## Parts of the exercise
A - How many cups of fresh watermelon does the watermelon sorbet recipe call for?
B - Please rewrite the stretch of the watermelon sorbet recipe from "- Sugar and" through "for the kids.", substituting "overpowering" for "cloying".

This easy watermelon sorbet is the answer to your summer snacktime cravings. It’s made with fresh watermelon, tart lemon and sweeteners in a blender or food processor and takes about 10 minutes to assemble. Use your Cuisinart ice cream maker or try the no-churn method (given) to make this sweet, refreshing watermelon sorbet recipe today.
When it comes to beating the summer heat, watermelon sorbet is the ultimate treat!
Unless you’ve got a crowd, tackling a whole watermelon can seem daunting for just 3-4 people, so if you’re wondering what to do with extra watermelon, I say turn it into this refreshing watermelon dessert!
This watermelon sorbet recipe is the perfect blend of sweet and tangy, with a vibrant color that screams summer.
The sweet fruit and naturally high water content make this frozen watermelon sorbet a refreshing and healthier alternative to traditional summer desserts.
Table of Contents
Why this recipe works
- It uses a blender or food processor to quickly transform chunks of fruit into a smooth puree.
- Fresh lemon juice adds a tangy quality which makes the sorbet taste like frozen pink lemonade.
- Sugar and a little corn syrup add just the right amount of sweetness without being cloying. Additionally, corn syrup is composed of glucose (granulated sugar isn’t), which attracts moisture and inhibits ice crystal formation.
- It’s optional, but a little vodka added to the watermelon puree will prevent the sorbet from freezing into a solid mass, making it much easier to scoop.
- An ice cream churn makes quick work of this sorbet, but you can also make it without a machine.
- This sorbet will cool you off on the hottest of summer days.
- It’s a perfect snack for the kids.
- The recipe can be doubled or tripled (you may have to freeze it in batches).
Ingredients you’ll need:
- Fresh Watermelon – You need about 4 cups of fresh fruit, so that could be ¼ to ½ of your melon, depending on how large it is.
- Granulated Sugar
- Corn Syrup (I used Karo corn syrup – you can use regular or light – both varieties of Karo syrup are not formulated to contain high fructose corn syrup).
- Lemons (for fresh squeezed lemon juice).
- Vodka (optional) – Adding a small amount of liquor to frozen treats is another failsafe from freezing so solid that the sorbet can’t be scooped. You only need a little if you use it, and it doesn’t make the watermelon dessert taste boozy.
Here’s how to make the watermelon sorbet quickly and easily.
- Combine the sugar, corn syrup, and lemon juice in a small saucepan. Bring the mixture to a boil, stirring constantly until the sugar is dissolved. Remove from the heat to cool.
- Cut watermelon into large chunks, discarding the rind. Transfer the fruit to a blender or food processor and pulse until completely pureed.
- Add the lemon syrup mixture and vodka,(if using) to the watermelon and pulse again to blend.
- Transfer to the refrigerator to chill until very cold, about 2-3 hours.

Named object pointing entries:
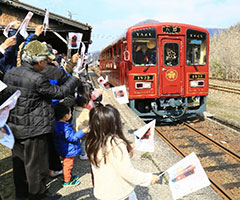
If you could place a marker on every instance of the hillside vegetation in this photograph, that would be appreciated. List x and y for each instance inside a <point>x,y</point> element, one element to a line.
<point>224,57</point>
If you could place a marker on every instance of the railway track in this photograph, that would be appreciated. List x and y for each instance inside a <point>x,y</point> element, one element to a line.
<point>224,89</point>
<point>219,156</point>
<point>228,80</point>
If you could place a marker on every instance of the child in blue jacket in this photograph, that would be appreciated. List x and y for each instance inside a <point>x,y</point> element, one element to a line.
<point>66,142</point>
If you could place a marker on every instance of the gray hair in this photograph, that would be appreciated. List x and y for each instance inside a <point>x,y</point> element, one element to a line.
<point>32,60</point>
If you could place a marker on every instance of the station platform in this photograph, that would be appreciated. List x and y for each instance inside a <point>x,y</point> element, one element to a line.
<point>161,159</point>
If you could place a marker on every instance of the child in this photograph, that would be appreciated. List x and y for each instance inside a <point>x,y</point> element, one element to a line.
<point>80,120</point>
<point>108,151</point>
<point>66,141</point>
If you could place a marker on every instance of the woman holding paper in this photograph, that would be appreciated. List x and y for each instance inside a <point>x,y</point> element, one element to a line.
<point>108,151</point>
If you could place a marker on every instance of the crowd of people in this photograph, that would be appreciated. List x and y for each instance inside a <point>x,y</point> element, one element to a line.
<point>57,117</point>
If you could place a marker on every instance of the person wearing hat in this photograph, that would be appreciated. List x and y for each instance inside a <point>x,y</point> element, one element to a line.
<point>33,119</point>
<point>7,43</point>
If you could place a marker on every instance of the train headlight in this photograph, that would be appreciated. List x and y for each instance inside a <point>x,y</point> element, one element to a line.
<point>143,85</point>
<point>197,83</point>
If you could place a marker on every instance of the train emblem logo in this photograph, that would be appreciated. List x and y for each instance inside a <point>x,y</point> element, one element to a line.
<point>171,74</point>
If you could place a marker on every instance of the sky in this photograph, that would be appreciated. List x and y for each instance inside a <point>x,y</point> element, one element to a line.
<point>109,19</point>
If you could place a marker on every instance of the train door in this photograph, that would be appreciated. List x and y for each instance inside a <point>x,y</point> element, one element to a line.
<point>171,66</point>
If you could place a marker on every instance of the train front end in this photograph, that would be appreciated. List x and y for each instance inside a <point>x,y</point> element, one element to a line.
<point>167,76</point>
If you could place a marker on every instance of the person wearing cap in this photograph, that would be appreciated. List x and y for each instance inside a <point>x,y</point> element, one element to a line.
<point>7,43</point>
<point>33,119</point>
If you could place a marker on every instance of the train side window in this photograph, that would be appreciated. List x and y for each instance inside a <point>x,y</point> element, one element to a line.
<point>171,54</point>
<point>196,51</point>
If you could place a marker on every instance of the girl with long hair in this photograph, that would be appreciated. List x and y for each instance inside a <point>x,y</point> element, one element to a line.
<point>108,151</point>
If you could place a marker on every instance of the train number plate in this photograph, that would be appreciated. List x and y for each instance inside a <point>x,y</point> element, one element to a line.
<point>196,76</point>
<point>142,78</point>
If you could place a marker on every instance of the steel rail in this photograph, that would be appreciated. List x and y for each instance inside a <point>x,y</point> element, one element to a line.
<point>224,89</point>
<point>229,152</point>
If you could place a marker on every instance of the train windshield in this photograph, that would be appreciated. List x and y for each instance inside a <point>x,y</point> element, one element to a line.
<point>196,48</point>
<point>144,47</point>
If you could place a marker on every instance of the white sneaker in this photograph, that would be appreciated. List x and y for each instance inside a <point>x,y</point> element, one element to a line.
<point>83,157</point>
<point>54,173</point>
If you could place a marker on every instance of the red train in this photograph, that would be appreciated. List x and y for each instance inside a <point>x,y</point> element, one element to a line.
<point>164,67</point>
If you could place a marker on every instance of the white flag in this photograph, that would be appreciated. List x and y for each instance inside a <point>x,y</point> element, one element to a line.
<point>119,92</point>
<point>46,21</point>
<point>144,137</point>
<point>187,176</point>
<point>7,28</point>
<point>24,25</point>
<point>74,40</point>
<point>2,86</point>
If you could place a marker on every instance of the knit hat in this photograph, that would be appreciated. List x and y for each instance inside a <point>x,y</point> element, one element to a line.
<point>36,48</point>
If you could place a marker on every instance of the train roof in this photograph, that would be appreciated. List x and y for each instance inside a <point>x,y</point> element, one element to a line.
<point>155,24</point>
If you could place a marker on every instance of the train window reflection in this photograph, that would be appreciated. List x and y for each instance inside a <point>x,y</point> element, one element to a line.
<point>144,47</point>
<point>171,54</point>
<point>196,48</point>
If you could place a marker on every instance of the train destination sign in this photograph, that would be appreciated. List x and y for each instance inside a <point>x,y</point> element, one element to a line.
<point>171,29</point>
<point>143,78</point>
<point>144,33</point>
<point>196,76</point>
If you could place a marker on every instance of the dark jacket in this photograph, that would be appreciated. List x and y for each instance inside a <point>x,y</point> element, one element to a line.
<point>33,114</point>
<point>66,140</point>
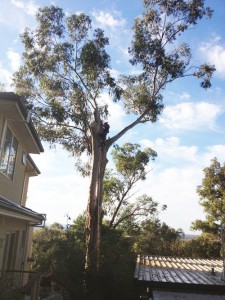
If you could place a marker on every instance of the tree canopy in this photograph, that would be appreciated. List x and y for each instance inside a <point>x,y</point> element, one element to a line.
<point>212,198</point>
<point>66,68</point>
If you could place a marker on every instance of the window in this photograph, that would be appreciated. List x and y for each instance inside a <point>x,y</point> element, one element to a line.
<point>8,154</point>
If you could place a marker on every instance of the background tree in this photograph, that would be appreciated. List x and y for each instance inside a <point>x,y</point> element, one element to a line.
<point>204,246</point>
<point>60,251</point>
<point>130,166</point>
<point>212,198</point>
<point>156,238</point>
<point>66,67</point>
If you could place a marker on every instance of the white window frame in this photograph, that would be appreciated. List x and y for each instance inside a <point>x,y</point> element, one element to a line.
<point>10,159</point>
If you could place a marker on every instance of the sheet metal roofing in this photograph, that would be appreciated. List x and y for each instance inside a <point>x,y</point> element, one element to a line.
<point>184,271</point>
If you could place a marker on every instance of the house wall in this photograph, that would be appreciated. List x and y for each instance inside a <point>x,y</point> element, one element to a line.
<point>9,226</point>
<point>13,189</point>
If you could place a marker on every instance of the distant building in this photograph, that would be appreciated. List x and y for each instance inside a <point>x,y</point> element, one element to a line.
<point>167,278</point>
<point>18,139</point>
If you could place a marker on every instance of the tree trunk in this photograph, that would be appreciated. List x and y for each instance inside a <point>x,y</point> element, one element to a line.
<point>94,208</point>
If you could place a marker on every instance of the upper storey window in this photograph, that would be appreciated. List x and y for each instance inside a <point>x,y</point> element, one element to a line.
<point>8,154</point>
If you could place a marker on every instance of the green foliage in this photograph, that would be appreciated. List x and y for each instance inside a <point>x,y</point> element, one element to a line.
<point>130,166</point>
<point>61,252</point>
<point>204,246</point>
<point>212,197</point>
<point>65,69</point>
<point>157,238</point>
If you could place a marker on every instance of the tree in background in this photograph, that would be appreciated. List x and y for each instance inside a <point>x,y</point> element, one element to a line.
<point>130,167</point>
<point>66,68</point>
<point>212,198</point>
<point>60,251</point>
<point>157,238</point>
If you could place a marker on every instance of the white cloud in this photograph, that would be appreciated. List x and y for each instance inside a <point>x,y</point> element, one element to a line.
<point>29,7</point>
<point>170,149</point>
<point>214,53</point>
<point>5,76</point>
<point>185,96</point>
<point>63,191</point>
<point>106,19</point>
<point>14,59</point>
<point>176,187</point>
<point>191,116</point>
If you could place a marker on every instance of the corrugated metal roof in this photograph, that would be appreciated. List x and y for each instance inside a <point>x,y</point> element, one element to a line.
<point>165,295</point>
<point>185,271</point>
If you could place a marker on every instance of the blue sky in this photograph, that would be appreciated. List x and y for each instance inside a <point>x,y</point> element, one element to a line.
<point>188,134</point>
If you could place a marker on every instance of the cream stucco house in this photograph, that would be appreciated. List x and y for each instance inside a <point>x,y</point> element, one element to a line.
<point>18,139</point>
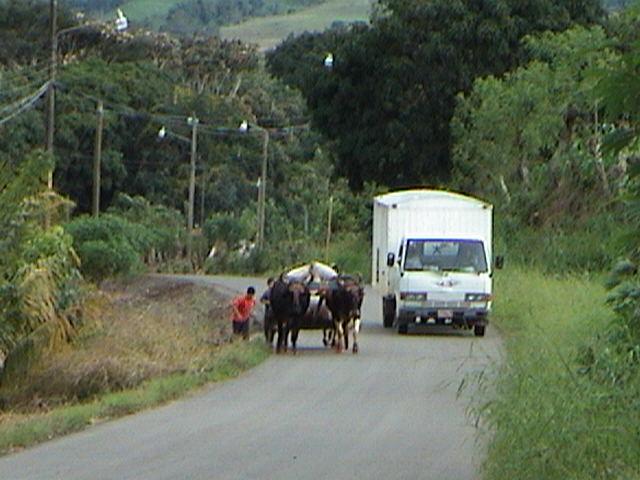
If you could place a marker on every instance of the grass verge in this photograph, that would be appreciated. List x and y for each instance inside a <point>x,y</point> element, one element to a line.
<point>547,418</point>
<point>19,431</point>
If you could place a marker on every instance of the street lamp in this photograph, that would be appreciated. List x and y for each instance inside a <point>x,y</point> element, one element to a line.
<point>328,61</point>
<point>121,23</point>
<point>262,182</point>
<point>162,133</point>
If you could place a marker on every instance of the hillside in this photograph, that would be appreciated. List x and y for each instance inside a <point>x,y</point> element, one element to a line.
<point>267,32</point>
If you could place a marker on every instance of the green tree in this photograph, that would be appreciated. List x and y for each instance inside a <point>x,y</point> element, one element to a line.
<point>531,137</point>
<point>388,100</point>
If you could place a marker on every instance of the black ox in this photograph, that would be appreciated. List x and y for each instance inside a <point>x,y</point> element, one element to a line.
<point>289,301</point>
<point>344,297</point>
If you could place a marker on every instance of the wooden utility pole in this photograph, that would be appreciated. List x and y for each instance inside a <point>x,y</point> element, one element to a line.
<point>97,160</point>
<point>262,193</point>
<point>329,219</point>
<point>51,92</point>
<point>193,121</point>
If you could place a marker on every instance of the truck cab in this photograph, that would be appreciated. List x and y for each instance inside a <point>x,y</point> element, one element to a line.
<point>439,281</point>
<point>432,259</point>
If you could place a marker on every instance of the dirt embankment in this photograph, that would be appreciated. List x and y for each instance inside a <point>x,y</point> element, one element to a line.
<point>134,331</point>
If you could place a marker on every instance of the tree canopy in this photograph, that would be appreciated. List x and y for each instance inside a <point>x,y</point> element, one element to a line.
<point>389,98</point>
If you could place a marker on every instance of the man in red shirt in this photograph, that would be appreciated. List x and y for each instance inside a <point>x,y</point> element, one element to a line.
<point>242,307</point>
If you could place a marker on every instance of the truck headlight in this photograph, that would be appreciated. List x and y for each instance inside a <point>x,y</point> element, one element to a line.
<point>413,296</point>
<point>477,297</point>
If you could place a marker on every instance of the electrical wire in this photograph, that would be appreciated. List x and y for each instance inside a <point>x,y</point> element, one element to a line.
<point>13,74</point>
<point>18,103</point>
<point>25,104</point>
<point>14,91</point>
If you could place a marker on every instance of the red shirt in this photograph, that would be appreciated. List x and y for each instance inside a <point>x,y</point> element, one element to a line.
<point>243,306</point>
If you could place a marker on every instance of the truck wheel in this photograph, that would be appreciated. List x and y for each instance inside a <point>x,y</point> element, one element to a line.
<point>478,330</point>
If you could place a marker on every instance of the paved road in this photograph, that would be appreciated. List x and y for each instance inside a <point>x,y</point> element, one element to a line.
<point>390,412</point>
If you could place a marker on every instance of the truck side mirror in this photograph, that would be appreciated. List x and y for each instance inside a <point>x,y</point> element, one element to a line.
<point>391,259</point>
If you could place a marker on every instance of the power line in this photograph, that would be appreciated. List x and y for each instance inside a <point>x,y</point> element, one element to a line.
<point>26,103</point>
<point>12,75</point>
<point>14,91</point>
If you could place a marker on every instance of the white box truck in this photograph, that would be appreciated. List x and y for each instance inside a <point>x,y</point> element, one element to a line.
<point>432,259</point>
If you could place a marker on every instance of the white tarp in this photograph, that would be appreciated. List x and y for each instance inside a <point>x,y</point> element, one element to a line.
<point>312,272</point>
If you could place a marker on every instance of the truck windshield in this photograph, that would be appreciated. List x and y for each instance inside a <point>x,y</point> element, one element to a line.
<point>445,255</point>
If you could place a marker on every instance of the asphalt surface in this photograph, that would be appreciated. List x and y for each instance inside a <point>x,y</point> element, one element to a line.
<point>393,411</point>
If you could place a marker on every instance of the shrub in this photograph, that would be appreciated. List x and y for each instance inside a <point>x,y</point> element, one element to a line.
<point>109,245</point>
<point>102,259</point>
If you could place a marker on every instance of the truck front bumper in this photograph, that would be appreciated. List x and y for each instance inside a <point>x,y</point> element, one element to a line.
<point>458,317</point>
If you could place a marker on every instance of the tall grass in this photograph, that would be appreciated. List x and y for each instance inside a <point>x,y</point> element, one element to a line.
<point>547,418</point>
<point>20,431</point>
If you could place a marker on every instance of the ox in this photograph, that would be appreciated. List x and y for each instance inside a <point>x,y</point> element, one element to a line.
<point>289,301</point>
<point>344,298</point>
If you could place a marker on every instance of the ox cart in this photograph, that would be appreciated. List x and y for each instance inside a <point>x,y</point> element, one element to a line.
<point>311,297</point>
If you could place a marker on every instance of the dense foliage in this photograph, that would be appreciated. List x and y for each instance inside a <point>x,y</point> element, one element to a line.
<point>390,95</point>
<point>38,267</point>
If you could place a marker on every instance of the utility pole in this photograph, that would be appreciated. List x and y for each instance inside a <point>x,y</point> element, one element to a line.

## Expected responses
A - About 4 cups.

B -
- Sugar and a little corn syrup add just the right amount of sweetness without being overpowering. Additionally, corn syrup is composed of glucose (granulated sugar isn’t), which attracts moisture and inhibits ice crystal formation.
- It’s optional, but a little vodka added to the watermelon puree will prevent the sorbet from freezing into a solid mass, making it much easier to scoop.
- An ice cream churn makes quick work of this sorbet, but you can also make it without a machine.
- This sorbet will cool you off on the hottest of summer days.
- It’s a perfect snack for the kids.